#### ИСТОЧНИК
Как видите, эта характеристика созвучна тому, что писал Полибий. Справедливости ради надо отметить, что последнее время тенденция изменилась, многие историки находят в Филиппе многие достоинства, отрицая его другую сторону. Но бог с ними, это безусловно их право. С легкой руки Моммзена в исторической литературе начался диспут о том, тот ли он государь который нужен был Македонии в этот время, или необходим был совсем иной. Дискуссия в общем то бессмысленная, но попробую и я выказаться на этот счет.
Тот Филипп, который в конце своей жизни, после поражений и краха всех своих начинаний, терпеливо строил экономику своей страны, шаг за шагом укреплял возможности своей армии, хотя и был весьма ограничен в средствах, нравится многим гораздо больше, нежили Филипп в начале его пути. Вот только бы что то хорошее из этого, бог весть. Проверить мы не сможем. Да и окружена Македония была отнюдь не миролюбивыми и доброжелательными соседями, отнюдь! Любой из них готов был урвать кусок у соседа, едва только чувствовал его слабость!

#### СТРОКИ ДАННЫХ
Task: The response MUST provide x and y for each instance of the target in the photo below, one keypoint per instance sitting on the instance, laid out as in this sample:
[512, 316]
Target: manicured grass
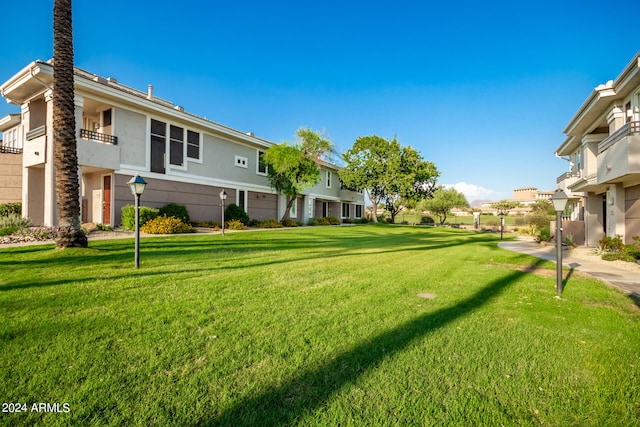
[314, 327]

#### ЧТО ТРЕБУЕТСЯ
Перепишите, пожалуйста, из текста о Филиппе отрывок, начиная со слов «Как видите, эта» и продолжая до слов «на этот счет.» включительно.

#### ПОЛНЫЙ ОТВЕТ
Как видите, эта характеристика созвучна тому, что писал Полибий. Справедливости ради надо отметить, что последнее время тенденция изменилась, многие историки находят в Филиппе многие достоинства, отрицая его другую сторону. Но бог с ними, это безусловно их право. С легкой руки Моммзена в исторической литературе начался диспут о том, тот ли он государь который нужен был Македонии в этот время, или необходим был совсем иной. Дискуссия в общем то бессмысленная, но попробую и я выказаться на этот счет.